:: Assignment ::
From the data below, repeat exactly the lines from the line with "positive clicks: (31, 191)" to the line with "rough mask: <svg", both included.

:: Dataset records ::

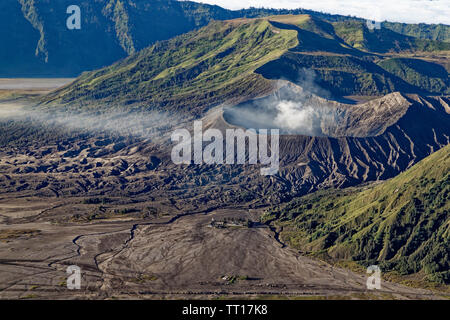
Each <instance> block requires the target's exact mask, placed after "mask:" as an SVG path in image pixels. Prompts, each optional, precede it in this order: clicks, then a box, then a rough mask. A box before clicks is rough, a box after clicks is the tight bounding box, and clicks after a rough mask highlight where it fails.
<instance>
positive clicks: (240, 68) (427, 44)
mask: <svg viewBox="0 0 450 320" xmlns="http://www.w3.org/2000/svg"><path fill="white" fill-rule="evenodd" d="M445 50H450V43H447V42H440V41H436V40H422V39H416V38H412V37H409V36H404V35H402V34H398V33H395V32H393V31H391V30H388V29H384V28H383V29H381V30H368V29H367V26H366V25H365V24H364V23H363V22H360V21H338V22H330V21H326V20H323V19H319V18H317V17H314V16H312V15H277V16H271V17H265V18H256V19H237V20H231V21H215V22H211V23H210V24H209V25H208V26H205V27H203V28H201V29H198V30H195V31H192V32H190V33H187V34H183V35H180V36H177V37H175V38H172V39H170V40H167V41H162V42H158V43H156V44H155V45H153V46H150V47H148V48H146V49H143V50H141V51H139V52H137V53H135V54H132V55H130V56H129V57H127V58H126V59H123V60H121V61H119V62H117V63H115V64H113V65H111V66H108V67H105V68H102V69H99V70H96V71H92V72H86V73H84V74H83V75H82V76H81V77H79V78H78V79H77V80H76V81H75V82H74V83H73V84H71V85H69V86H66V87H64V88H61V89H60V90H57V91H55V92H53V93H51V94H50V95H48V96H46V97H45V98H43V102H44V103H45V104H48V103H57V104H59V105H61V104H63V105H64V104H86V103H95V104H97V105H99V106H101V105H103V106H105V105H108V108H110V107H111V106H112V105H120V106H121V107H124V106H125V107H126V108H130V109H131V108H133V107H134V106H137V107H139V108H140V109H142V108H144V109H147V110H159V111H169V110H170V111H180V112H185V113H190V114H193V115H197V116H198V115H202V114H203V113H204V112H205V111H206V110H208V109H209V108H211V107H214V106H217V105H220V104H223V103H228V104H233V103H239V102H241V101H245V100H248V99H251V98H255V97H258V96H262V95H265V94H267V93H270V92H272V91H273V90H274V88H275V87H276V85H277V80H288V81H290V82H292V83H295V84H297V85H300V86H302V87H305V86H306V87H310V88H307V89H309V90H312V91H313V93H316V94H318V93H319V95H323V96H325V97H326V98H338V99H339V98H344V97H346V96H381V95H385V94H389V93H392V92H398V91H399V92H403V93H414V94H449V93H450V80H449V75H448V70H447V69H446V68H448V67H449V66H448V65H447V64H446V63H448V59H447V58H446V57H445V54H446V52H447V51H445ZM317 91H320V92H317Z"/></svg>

==

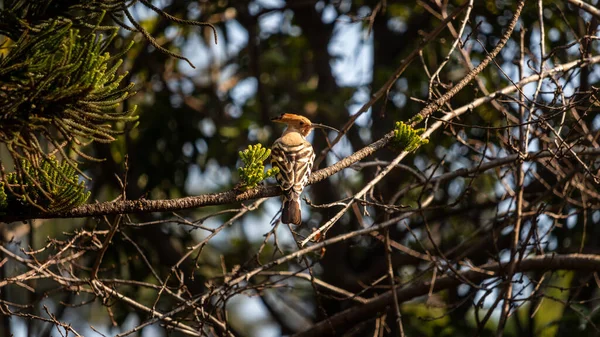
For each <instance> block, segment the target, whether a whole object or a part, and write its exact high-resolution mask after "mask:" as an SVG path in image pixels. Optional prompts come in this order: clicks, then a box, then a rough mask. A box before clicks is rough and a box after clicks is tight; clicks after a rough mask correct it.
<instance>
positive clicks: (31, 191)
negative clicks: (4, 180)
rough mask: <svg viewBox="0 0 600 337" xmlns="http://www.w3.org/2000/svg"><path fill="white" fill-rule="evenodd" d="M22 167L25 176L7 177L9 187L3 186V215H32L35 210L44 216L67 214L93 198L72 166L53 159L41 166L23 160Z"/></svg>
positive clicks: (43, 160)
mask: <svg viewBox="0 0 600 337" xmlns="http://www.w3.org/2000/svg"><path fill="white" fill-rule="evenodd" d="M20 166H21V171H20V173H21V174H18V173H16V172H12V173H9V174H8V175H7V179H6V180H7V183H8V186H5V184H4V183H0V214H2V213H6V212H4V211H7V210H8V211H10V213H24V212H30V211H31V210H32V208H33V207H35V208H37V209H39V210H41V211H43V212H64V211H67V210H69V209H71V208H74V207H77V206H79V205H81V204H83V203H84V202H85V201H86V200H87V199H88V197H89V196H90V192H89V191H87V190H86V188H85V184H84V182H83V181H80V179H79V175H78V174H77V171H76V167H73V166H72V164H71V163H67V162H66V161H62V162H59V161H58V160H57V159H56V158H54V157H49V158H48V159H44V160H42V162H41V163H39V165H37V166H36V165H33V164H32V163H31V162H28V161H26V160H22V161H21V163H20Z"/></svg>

:: Task output ::
positive clicks: (31, 191)
negative clicks: (4, 180)
rough mask: <svg viewBox="0 0 600 337" xmlns="http://www.w3.org/2000/svg"><path fill="white" fill-rule="evenodd" d="M22 167L25 176L7 177L9 187L3 186V215H32L35 210L44 216L67 214L93 198L72 166L53 159L41 166L23 160Z"/></svg>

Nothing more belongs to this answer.